Region pointing data:
☆ ☆ ☆

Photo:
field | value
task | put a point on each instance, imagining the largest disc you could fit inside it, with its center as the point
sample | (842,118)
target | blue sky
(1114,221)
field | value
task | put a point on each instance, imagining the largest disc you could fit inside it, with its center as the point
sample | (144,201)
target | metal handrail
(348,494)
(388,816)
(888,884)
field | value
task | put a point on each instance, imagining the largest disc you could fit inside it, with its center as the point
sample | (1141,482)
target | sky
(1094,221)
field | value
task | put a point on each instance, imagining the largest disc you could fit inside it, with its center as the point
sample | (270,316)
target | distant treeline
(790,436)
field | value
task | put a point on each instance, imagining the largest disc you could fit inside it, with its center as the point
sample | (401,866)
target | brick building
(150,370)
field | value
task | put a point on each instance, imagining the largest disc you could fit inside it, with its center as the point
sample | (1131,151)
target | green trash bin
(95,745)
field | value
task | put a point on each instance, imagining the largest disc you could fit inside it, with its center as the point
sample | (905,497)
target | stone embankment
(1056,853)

☆ ☆ ☆

WHAT YOU ARE ASKED TO DO -> Check the entries above line by line and return each one containing the word "sample".

ANSWER TO THIS EXERCISE ->
sample | (842,118)
sample | (144,201)
sample | (1141,482)
sample | (270,316)
sample | (401,866)
sample | (1131,151)
sample | (905,497)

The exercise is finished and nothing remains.